What you will do: Copy out every line in the entries below that contains the word "rocky". Case counts.
....
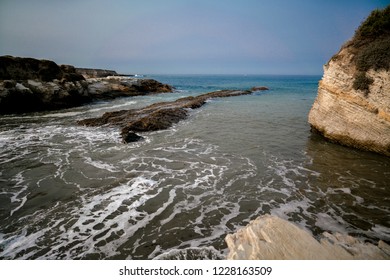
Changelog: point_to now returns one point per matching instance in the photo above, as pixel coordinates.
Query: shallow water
(72, 192)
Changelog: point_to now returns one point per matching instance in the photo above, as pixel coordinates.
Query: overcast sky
(183, 36)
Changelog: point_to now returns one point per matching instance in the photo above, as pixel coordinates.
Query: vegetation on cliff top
(372, 47)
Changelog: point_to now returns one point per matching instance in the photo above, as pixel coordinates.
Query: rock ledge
(271, 238)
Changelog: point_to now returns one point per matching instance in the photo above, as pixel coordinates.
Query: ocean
(74, 192)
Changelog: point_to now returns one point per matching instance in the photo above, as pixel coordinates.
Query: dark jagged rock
(95, 73)
(28, 85)
(259, 88)
(131, 137)
(157, 116)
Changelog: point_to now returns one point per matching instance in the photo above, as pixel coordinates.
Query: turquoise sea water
(71, 192)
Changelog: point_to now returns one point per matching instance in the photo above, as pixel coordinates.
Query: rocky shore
(157, 116)
(271, 238)
(30, 85)
(353, 103)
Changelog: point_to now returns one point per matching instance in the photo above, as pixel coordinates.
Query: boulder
(272, 238)
(261, 88)
(157, 116)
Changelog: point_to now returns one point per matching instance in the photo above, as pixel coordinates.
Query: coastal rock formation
(88, 73)
(157, 116)
(271, 238)
(28, 85)
(353, 103)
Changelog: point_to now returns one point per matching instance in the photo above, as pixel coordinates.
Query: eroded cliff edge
(353, 102)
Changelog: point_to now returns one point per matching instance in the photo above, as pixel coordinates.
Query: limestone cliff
(353, 102)
(271, 238)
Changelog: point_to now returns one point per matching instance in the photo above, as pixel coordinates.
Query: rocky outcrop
(157, 116)
(88, 73)
(28, 85)
(271, 238)
(353, 102)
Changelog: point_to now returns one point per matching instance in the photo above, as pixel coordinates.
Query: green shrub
(371, 45)
(376, 25)
(362, 82)
(374, 55)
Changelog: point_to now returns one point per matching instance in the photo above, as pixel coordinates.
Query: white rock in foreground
(271, 238)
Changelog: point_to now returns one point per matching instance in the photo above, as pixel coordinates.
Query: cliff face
(353, 102)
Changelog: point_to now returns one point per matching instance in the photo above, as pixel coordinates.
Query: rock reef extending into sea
(157, 116)
(272, 238)
(29, 85)
(353, 103)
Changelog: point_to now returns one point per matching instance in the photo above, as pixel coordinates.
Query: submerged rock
(353, 102)
(261, 88)
(28, 85)
(271, 238)
(157, 116)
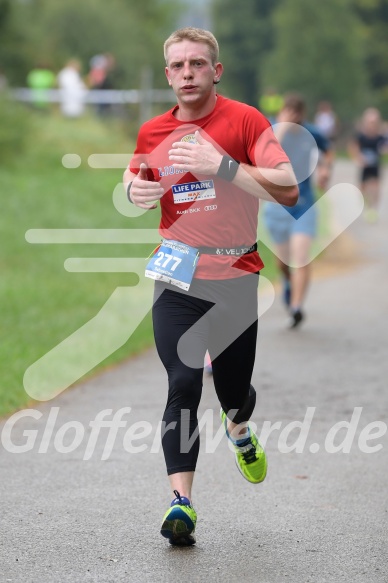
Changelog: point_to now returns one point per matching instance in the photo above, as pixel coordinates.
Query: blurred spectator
(40, 80)
(101, 76)
(270, 103)
(366, 149)
(3, 81)
(73, 89)
(326, 120)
....
Task solution:
Query: rocky shore
Query: rocky outcrop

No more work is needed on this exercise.